▶ [RECORDED INFORMATION]:
# # #

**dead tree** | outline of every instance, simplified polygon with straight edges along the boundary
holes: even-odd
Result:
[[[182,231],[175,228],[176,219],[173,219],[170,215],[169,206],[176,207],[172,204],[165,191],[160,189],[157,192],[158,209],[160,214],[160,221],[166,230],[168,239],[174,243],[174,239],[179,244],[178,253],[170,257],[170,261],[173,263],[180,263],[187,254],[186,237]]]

# # #

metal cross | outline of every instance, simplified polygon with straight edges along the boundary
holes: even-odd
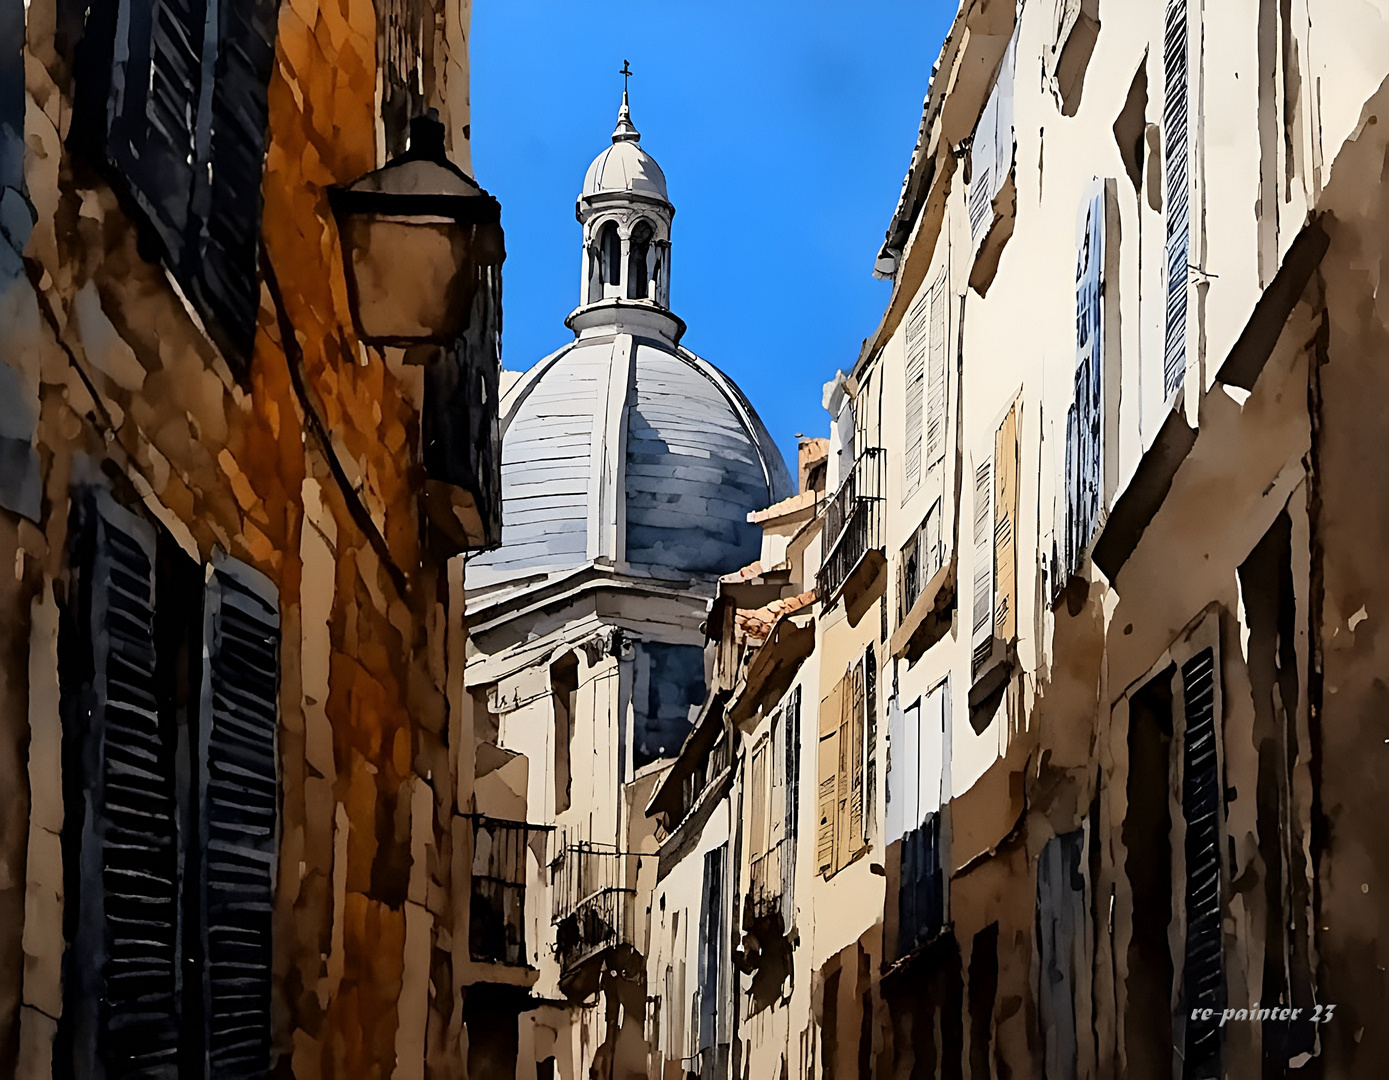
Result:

# # #

Wherever a line in the entries above holds "straight", copy that line.

**dead tree** | outline of every instance, simplified polygon with straight edges along the boundary
metal cross | outline of every instance, simplified polygon with straight edges along the boundary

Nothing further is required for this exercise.